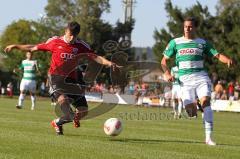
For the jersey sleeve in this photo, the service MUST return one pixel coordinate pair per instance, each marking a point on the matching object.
(21, 66)
(48, 45)
(86, 49)
(170, 49)
(210, 50)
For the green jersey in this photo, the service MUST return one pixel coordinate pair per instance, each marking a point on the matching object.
(189, 54)
(29, 68)
(174, 73)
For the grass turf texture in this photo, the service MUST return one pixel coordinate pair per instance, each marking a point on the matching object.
(148, 133)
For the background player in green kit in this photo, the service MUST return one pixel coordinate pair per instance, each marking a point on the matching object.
(28, 82)
(189, 51)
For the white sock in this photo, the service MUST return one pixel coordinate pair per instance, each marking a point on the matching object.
(20, 99)
(33, 99)
(208, 122)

★ ★ ★ ★ ★ ★ ★

◆ **Work to be completed**: Rewrite every row above, substituting "x-y coordinate pair" for each occurrence of "pixel coordinate pair" and changing nothing else. Omit the pictures from the output.

◆ **Result**:
For the jersey sleeve in this photo, the service MUST return one x-y coordinate pair per instance, each marking a point on the matching object.
(21, 66)
(48, 45)
(86, 49)
(170, 49)
(210, 50)
For the green jersey in this photo, the service MUST return one x-y coordinate pair per instance, each marking a point on the matching object.
(189, 54)
(29, 68)
(174, 73)
For the grass turf texture in this photo, the service MUST return one x-y coordinate pair per instance, each marking a point on the matching object.
(148, 133)
For the background player in green kit in this photo, the service MUST return one x-y coordinate pair per instance, each marking a point on the matching object.
(28, 82)
(189, 51)
For the white sock in this photo, the service MUST return one x-y coordinate pair per instance, each marking a point on the matching object.
(20, 99)
(33, 99)
(208, 122)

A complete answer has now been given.